• _Written instruction_:
Substitute "image" for "photograph" throughout the records below, changing nothing else. Leave the pictures out of your answer.

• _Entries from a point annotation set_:
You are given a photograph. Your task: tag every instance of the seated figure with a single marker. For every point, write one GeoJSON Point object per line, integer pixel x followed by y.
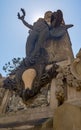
{"type": "Point", "coordinates": [32, 70]}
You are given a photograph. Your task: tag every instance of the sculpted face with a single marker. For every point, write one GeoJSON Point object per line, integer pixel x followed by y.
{"type": "Point", "coordinates": [47, 17]}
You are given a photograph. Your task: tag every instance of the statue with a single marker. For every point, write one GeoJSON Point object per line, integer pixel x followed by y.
{"type": "Point", "coordinates": [33, 74]}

• _Task output_:
You are given a image. Your task: tag every instance of the seated figure with a single marker. For every point, write one GeoJSON Point object per line, integer pixel x followed by y.
{"type": "Point", "coordinates": [32, 70]}
You are given a image. Your task: tag every instance of the sculpted face with a single marker. For every point, write one GeoJSON Point object per line, integer pixel x followed by y.
{"type": "Point", "coordinates": [47, 17]}
You are given a image. Your task: tag every instance of the statue with a single marker. For every point, write one GeoJSON Point object per line, integer pixel x followed by y.
{"type": "Point", "coordinates": [33, 74]}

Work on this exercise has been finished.